-- Begin Records for this exercise --
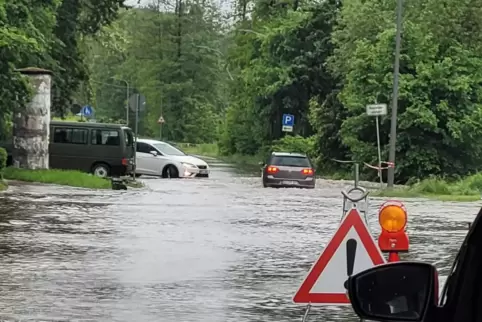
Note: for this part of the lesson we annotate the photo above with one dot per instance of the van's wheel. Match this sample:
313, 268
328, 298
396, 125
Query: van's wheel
101, 170
170, 172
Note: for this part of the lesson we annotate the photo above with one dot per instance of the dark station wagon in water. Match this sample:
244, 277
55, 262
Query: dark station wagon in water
99, 148
285, 169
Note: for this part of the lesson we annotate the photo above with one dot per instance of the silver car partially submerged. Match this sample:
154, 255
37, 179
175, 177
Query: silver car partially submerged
288, 170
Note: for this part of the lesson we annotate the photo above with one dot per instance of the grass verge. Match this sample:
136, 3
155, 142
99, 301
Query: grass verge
466, 189
61, 177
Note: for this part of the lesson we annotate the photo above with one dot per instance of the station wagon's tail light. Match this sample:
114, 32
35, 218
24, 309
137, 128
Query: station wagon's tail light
308, 172
272, 169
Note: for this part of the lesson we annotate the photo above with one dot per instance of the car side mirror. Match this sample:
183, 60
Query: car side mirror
401, 291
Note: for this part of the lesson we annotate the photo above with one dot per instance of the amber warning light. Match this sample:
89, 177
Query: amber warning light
393, 218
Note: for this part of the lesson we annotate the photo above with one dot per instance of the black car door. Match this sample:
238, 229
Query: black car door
463, 289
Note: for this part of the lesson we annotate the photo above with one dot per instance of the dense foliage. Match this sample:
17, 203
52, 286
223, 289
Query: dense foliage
228, 77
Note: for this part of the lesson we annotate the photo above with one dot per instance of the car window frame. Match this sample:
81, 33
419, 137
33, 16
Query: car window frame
141, 143
290, 156
71, 129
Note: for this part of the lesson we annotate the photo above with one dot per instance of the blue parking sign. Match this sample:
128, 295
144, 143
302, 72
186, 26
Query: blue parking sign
86, 110
288, 120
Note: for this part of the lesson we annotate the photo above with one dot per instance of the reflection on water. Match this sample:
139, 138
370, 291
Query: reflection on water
221, 249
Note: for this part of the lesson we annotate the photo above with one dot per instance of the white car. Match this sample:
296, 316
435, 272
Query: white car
157, 158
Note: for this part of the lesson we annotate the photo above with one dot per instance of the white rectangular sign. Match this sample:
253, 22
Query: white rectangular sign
377, 109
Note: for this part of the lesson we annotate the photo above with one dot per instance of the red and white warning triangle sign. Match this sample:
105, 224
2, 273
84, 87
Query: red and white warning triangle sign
351, 250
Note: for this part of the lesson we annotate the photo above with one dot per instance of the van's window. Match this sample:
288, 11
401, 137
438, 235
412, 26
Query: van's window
129, 139
144, 147
70, 135
105, 137
167, 149
290, 161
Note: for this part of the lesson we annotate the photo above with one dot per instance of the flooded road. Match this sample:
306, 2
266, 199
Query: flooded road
217, 249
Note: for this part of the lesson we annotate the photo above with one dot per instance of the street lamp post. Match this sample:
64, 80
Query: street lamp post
393, 125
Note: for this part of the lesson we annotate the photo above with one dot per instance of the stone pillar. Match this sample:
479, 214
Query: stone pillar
31, 124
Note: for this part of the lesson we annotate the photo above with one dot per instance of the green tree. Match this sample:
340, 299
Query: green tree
439, 108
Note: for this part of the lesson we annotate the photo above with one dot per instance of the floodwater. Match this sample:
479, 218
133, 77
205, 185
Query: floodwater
217, 249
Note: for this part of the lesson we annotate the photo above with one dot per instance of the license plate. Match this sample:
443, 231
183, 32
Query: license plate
290, 182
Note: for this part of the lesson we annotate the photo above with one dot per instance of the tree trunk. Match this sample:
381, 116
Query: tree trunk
31, 125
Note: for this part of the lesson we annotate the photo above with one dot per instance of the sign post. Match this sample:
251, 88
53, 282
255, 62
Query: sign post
288, 123
378, 110
160, 121
137, 103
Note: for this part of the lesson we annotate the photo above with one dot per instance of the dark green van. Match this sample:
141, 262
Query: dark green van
99, 148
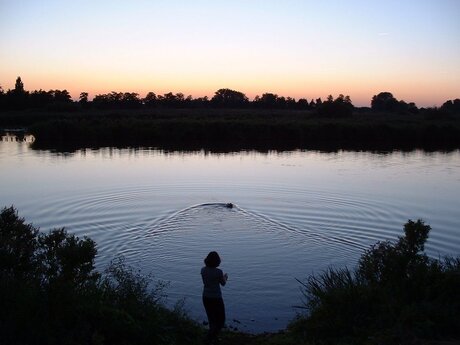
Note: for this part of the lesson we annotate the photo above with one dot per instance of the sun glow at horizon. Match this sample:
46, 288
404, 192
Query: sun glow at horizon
295, 49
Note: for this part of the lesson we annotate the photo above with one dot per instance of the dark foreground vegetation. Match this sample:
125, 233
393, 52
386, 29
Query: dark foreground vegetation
228, 121
397, 295
52, 294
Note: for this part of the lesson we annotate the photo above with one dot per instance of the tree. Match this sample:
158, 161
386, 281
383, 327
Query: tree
83, 99
150, 99
340, 107
384, 101
229, 98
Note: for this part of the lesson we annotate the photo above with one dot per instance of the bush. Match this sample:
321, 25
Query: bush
396, 294
51, 294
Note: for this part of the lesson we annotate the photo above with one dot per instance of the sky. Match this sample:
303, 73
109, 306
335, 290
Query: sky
302, 49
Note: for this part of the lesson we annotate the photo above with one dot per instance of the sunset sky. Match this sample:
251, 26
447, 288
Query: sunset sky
303, 49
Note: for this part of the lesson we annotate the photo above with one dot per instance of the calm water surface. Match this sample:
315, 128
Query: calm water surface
296, 213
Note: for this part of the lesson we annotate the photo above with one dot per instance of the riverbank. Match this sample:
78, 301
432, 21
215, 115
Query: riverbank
236, 129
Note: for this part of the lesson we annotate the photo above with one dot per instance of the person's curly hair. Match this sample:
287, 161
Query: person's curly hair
212, 260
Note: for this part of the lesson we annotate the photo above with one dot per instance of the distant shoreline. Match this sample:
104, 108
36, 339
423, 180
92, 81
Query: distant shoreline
235, 129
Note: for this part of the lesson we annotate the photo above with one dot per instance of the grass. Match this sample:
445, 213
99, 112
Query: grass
238, 129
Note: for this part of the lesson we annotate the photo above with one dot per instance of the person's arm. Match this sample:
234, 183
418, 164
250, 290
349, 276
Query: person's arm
224, 279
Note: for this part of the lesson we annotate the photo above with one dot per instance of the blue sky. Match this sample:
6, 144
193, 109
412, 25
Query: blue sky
293, 48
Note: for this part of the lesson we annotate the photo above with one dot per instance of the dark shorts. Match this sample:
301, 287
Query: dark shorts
215, 310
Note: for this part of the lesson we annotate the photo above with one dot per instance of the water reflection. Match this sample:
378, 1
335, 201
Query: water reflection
18, 135
296, 212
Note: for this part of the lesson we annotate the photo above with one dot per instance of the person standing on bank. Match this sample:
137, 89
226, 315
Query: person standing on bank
213, 278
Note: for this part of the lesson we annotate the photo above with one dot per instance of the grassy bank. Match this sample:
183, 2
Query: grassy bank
231, 130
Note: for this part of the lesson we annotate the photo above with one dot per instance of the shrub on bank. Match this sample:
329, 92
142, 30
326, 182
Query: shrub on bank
51, 294
396, 295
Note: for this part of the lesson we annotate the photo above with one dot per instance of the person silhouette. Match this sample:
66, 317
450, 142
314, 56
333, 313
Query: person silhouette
213, 278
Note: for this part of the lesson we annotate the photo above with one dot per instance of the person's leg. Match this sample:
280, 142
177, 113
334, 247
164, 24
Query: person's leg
212, 313
220, 314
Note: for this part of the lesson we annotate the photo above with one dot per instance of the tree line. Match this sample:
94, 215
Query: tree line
342, 106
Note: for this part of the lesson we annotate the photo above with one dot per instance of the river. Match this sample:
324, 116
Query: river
294, 213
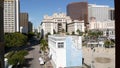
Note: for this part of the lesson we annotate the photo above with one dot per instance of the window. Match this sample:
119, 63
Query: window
60, 45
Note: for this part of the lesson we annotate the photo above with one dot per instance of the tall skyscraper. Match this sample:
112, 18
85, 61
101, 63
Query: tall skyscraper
112, 14
11, 16
78, 11
30, 26
1, 35
24, 22
99, 12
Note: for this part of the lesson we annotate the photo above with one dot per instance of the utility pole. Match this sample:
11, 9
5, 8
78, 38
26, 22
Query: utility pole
1, 35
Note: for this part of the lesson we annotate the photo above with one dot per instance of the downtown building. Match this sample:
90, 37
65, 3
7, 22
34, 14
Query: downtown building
100, 12
30, 26
55, 23
65, 51
78, 11
75, 25
24, 22
11, 16
107, 27
1, 34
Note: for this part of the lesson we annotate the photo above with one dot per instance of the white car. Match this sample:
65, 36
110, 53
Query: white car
41, 60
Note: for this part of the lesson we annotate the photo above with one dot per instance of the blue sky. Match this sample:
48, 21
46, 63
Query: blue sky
38, 8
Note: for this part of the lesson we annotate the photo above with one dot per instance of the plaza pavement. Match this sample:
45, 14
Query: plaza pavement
99, 52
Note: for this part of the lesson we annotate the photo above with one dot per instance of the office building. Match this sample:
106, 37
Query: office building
74, 26
24, 22
11, 16
1, 34
107, 27
30, 26
112, 13
78, 11
55, 23
65, 51
99, 12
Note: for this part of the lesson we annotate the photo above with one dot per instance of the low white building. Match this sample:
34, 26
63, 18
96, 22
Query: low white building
74, 26
65, 51
55, 23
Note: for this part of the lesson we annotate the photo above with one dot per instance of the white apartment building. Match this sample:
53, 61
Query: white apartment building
99, 12
74, 26
65, 51
108, 27
57, 22
11, 16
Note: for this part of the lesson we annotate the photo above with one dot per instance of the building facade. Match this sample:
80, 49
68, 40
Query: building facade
74, 26
112, 14
24, 22
55, 23
1, 34
78, 11
11, 16
108, 27
100, 12
69, 47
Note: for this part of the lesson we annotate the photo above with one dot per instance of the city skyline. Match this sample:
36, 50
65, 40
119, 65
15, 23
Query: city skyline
37, 9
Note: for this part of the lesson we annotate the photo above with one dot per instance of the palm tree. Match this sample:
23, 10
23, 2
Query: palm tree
43, 46
78, 31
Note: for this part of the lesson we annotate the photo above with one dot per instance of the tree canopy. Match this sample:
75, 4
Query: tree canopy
15, 39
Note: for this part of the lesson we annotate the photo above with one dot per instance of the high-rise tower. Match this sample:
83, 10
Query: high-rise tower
11, 16
1, 35
78, 11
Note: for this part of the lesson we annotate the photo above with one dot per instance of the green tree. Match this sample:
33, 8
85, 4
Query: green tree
16, 57
79, 32
43, 45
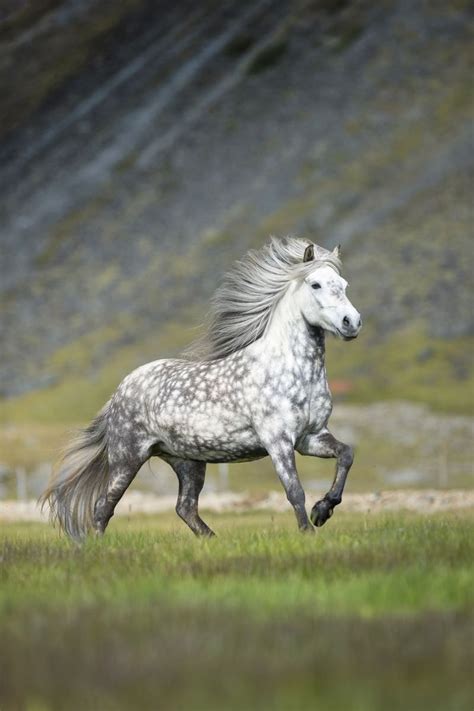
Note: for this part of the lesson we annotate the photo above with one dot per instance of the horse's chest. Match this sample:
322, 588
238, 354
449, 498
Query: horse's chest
320, 406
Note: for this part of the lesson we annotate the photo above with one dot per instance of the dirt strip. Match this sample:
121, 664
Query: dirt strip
135, 502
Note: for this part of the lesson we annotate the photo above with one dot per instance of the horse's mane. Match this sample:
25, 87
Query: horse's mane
242, 305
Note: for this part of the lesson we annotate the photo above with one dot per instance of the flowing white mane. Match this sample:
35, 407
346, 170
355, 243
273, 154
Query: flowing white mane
244, 302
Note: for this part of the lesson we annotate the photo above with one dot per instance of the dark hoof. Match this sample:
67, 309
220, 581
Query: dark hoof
321, 511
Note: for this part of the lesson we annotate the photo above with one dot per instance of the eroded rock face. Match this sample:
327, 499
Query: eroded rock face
145, 146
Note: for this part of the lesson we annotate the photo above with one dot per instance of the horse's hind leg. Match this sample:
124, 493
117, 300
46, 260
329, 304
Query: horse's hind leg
122, 473
191, 476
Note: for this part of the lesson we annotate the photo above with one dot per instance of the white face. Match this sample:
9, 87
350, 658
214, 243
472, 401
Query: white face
324, 303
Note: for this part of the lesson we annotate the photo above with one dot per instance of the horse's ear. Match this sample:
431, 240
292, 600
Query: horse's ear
309, 253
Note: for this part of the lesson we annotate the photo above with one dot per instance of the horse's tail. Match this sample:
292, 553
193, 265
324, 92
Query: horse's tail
80, 479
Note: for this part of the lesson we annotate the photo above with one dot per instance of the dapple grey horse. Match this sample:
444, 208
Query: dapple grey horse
254, 385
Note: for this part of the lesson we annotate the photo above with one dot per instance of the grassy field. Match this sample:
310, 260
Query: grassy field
372, 612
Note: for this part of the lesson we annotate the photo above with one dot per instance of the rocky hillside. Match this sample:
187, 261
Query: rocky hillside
144, 145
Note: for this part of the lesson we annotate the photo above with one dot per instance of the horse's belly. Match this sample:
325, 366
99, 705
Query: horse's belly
220, 437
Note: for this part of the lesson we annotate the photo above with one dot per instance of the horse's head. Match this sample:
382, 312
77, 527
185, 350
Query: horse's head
324, 303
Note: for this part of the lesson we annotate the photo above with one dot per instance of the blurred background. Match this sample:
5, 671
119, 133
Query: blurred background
146, 145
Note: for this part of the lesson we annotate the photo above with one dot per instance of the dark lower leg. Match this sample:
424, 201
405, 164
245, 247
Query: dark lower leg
323, 509
191, 476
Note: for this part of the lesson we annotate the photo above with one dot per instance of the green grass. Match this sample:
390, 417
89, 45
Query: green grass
371, 612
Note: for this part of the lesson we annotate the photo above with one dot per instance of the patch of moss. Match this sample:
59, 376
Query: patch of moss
268, 57
239, 45
393, 369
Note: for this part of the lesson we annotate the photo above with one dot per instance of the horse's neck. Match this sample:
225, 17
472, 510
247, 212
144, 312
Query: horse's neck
290, 337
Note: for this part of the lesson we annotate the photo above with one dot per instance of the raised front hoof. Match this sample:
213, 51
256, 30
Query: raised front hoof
321, 511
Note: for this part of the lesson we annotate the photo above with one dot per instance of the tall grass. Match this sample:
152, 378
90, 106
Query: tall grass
371, 612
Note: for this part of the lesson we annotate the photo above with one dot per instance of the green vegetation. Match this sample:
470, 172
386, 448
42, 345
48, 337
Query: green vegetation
370, 612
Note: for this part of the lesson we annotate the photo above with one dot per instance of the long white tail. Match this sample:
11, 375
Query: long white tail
80, 479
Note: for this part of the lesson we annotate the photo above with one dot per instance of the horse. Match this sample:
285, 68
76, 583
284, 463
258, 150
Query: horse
253, 385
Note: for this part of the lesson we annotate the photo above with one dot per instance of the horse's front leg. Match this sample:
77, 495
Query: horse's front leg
282, 455
325, 445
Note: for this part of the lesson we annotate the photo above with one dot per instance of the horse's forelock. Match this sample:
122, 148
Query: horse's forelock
243, 303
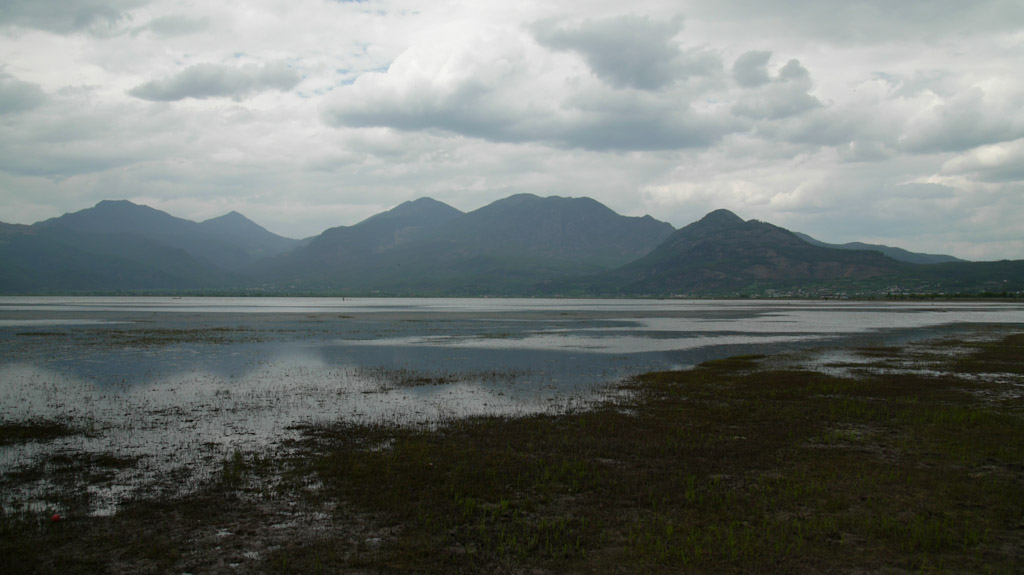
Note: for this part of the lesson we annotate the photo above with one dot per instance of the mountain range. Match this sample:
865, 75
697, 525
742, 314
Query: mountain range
519, 246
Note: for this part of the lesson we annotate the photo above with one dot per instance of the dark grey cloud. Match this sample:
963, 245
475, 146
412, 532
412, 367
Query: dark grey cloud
751, 70
213, 81
630, 51
66, 16
16, 95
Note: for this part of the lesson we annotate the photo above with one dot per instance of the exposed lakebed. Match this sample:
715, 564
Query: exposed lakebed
163, 390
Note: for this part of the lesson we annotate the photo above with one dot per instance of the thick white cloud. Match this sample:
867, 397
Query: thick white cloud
630, 51
872, 120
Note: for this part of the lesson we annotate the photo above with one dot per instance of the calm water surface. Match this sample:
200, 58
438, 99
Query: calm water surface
179, 383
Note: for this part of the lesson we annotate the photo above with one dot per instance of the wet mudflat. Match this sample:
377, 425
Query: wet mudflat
893, 451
-- End Records for this exercise --
» **Challenge**: Find the line that contains "of the exposed". Repeat it and every line after it, exactly as written, up to and including the last line of the records above.

» **Solution for this task**:
Note: for this part of the lesson we annotate the photo above with one dot per instance of the exposed lakebed. Match this sample:
715, 564
Query: exposed lakebed
163, 390
Note: for this part of the lesson we annotate the photo above with one dot per instance of the thick white cloud. Match this sample:
867, 397
Query: thick white cloud
630, 51
872, 120
Note: for this part of the lesson we annotate the photo above with one dot per instance of the calm water surface. Match this sample:
200, 58
438, 99
Query: calm water surface
179, 383
Note: for this part of the lesson we annotate the photo above with one dot per instance of the wet mudflat. Match this sample:
377, 425
Query: wet mudflat
893, 451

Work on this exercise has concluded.